Instructions for the task
Pull out every line of the listing below that contains the string "asphalt". The match is case-sensitive.
"""
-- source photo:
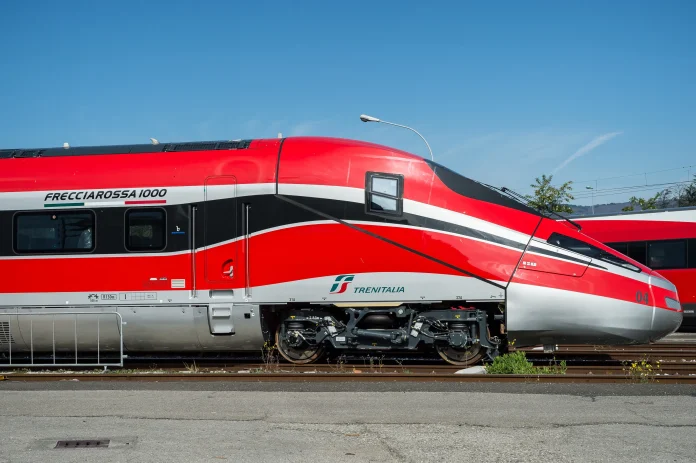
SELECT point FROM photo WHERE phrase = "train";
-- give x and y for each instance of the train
(307, 244)
(662, 239)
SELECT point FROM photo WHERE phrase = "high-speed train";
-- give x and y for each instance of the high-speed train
(663, 239)
(307, 243)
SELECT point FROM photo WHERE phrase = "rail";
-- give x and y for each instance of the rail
(99, 363)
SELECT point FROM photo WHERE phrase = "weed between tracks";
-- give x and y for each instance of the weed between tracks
(516, 363)
(643, 370)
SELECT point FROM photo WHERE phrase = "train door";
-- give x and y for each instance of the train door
(224, 273)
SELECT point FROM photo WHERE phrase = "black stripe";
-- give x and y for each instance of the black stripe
(302, 206)
(220, 220)
(557, 255)
(471, 189)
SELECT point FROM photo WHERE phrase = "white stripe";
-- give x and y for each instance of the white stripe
(27, 200)
(432, 230)
(357, 195)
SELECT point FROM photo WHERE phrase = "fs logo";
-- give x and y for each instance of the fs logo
(341, 281)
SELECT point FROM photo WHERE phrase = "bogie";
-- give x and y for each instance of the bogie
(460, 335)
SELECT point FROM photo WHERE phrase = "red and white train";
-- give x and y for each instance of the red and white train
(309, 243)
(664, 240)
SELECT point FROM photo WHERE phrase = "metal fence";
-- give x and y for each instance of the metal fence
(7, 335)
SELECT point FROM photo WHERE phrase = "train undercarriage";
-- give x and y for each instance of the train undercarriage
(460, 335)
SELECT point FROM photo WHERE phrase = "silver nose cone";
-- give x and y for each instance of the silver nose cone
(665, 322)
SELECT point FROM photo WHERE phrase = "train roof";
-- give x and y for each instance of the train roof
(643, 212)
(144, 148)
(147, 148)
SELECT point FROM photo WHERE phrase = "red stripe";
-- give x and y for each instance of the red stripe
(154, 201)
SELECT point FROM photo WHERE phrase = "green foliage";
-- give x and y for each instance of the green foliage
(687, 195)
(516, 363)
(645, 204)
(684, 196)
(549, 197)
(642, 370)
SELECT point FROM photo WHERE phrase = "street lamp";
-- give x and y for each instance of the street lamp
(593, 190)
(366, 118)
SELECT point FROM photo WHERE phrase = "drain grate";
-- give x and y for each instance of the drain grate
(81, 444)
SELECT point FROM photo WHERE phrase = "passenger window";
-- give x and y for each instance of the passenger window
(54, 232)
(146, 229)
(667, 254)
(384, 193)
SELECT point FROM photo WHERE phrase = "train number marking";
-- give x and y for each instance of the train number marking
(642, 298)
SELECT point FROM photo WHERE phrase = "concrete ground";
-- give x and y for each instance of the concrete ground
(348, 422)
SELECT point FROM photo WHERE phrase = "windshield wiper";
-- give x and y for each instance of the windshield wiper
(611, 258)
(521, 199)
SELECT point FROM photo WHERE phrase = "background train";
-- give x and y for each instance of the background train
(308, 243)
(664, 240)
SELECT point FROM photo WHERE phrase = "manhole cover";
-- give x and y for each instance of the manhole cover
(81, 444)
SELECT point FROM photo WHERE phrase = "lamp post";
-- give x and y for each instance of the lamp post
(366, 118)
(593, 190)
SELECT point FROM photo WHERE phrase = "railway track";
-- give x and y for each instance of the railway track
(677, 363)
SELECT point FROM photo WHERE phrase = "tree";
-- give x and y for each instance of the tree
(548, 197)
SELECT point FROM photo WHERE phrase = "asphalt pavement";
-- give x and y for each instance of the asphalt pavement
(344, 422)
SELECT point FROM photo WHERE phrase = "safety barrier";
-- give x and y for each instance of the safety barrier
(6, 339)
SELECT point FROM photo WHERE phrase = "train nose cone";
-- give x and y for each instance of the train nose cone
(664, 322)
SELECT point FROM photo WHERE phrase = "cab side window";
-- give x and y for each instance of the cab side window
(146, 230)
(54, 232)
(384, 194)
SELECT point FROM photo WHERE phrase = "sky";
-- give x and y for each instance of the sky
(598, 93)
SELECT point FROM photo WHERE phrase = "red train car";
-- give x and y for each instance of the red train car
(310, 243)
(664, 240)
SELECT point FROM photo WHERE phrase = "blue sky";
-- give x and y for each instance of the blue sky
(503, 92)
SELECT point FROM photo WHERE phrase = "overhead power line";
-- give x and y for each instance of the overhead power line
(631, 189)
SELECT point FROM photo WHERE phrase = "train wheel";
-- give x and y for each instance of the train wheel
(297, 350)
(461, 357)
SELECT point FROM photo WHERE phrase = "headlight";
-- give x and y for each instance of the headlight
(672, 304)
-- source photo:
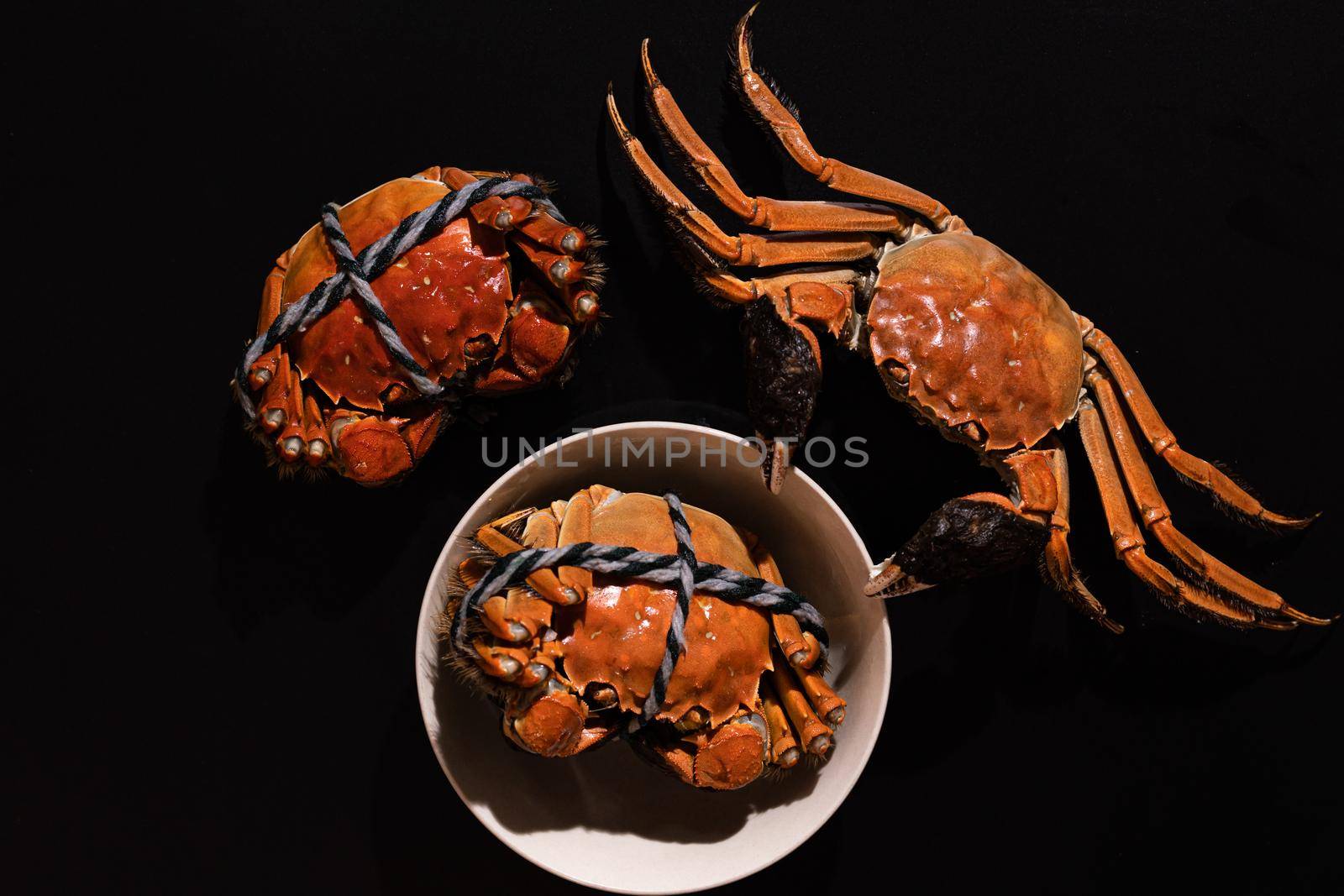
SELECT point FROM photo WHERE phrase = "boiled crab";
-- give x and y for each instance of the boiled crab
(492, 304)
(570, 656)
(965, 336)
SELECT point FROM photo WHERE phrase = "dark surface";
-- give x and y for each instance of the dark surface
(210, 671)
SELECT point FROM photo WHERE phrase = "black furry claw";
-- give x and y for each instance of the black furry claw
(783, 383)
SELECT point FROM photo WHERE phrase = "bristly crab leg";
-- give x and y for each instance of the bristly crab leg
(743, 250)
(759, 211)
(1129, 543)
(1158, 517)
(1196, 472)
(835, 174)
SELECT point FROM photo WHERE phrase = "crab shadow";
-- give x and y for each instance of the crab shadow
(606, 789)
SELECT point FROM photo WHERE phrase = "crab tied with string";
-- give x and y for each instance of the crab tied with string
(402, 304)
(632, 616)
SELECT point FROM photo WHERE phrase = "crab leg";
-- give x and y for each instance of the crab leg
(831, 172)
(1042, 481)
(1129, 542)
(1194, 470)
(813, 734)
(819, 694)
(743, 249)
(1158, 517)
(759, 211)
(801, 649)
(291, 441)
(501, 212)
(318, 448)
(543, 580)
(820, 295)
(784, 746)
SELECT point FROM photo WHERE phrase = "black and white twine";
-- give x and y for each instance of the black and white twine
(680, 571)
(355, 271)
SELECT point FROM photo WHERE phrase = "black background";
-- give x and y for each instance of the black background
(210, 669)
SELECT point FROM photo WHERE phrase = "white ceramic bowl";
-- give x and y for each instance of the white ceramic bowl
(655, 835)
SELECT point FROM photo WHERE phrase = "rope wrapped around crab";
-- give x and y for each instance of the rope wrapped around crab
(421, 293)
(662, 624)
(968, 338)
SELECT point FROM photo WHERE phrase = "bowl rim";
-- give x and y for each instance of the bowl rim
(425, 689)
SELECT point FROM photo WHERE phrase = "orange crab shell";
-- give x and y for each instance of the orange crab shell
(618, 633)
(444, 295)
(984, 340)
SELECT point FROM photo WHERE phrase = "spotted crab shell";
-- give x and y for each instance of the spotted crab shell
(440, 296)
(618, 634)
(984, 338)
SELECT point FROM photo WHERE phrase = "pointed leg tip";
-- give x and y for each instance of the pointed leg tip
(615, 114)
(649, 76)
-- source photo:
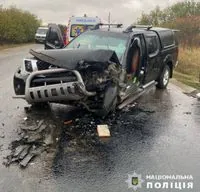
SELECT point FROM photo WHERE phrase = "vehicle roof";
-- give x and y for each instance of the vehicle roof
(42, 27)
(134, 30)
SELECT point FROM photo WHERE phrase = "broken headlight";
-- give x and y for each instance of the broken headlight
(28, 65)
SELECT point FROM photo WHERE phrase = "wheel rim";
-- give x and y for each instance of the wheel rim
(166, 77)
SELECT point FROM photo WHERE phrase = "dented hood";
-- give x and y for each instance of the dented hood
(69, 58)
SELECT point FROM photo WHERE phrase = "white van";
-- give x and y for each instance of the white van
(40, 34)
(78, 25)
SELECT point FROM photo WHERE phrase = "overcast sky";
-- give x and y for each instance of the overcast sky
(58, 11)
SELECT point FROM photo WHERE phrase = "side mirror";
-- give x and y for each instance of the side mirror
(56, 43)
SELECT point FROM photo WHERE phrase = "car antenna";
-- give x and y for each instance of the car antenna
(109, 21)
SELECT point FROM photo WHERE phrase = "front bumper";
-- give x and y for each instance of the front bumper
(63, 91)
(40, 39)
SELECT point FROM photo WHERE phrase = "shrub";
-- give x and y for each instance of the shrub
(17, 26)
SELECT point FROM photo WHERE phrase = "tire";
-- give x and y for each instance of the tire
(163, 80)
(41, 105)
(110, 101)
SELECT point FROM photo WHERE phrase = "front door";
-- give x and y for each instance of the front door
(153, 58)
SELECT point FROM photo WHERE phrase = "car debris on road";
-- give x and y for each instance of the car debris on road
(103, 131)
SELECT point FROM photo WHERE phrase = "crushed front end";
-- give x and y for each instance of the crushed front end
(90, 82)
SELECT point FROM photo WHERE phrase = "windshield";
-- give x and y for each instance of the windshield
(101, 40)
(42, 31)
(77, 29)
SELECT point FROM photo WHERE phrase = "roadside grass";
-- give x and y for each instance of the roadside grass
(7, 46)
(188, 69)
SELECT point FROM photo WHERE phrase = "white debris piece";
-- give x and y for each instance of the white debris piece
(25, 118)
(103, 131)
(198, 96)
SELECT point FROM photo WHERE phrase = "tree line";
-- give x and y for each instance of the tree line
(183, 16)
(17, 26)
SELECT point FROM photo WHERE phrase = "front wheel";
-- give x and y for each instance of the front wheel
(164, 78)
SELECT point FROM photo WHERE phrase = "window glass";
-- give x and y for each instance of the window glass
(76, 30)
(101, 40)
(53, 36)
(152, 44)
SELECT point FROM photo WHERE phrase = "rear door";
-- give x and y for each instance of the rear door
(54, 38)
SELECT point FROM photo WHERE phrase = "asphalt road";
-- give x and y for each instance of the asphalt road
(159, 136)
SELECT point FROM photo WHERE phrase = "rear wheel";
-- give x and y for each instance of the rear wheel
(164, 78)
(41, 105)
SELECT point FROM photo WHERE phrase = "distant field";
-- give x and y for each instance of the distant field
(188, 69)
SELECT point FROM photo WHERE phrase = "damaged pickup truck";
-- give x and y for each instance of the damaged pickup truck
(100, 69)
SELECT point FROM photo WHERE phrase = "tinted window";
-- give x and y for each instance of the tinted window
(167, 38)
(76, 30)
(42, 31)
(101, 40)
(53, 36)
(152, 44)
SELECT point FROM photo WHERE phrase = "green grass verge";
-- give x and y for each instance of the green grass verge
(187, 79)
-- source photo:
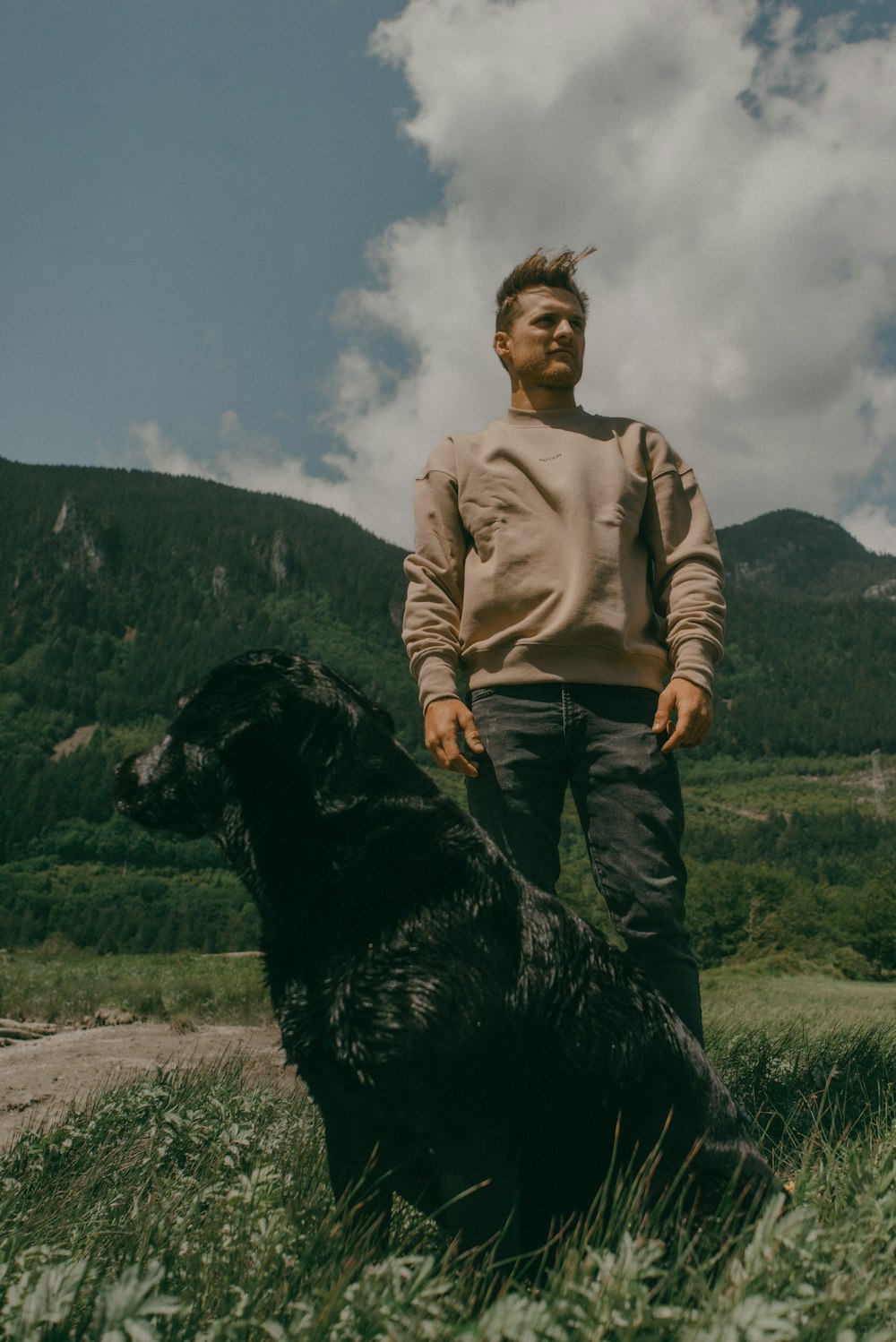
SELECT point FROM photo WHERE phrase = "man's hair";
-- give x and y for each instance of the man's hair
(553, 271)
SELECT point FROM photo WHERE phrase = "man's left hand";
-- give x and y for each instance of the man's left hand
(685, 713)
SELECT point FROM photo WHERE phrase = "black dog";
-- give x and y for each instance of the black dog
(471, 1043)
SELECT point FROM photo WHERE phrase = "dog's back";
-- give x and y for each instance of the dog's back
(464, 1027)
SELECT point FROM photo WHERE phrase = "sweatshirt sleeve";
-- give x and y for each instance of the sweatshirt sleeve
(688, 576)
(435, 576)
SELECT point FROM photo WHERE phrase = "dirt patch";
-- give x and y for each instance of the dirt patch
(40, 1078)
"""
Finished answer
SELECT point FROM photo WHERE phrase = "asphalt pavement";
-- give x and y for each instance of the asphalt pavement
SELECT point FROM photo WHERE phrase = "asphalt road";
-- give x and y for each instance of the asphalt road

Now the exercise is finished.